* What you are asked to do *
Copy out every line of the records below, requests included. Multiply each bounding-box coordinate in the answers by 2.35 and round to the nearest whole number, with halves rounding up. Leave the numbers in the requests and their format samples unchanged.

* Records for this task *
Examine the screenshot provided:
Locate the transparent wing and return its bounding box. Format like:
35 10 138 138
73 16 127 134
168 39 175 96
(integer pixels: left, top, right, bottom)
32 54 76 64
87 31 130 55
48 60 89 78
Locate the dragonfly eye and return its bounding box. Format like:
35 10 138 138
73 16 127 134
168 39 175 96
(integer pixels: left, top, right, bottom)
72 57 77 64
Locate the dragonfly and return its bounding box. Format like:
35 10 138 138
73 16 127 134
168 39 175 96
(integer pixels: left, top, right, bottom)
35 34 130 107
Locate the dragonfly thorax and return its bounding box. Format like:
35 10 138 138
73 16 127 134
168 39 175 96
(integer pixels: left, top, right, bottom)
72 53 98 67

* Solution below *
Examine the screenshot provided:
Locate the transparent wing and return its bounding box. Format like:
35 10 138 138
73 16 127 134
168 39 175 96
(integer pixels: left, top, right, bottom)
75 127 179 150
204 73 306 129
113 141 209 183
Locate the dragonfly eye and return its bounding box. Format like:
35 10 138 138
73 16 127 134
168 39 175 96
(integer pixels: left, top, right, bottom)
169 134 181 150
Locate the dragonfly and return its bounding box. Format like:
35 10 138 138
73 16 127 134
168 39 175 96
(integer pixels: left, top, right, bottom)
82 80 306 251
Locate the dragonfly thorax and return its bounding box. Format like:
35 10 138 138
73 16 127 134
168 39 175 96
(integer pixels: left, top, right, bottom)
169 125 230 157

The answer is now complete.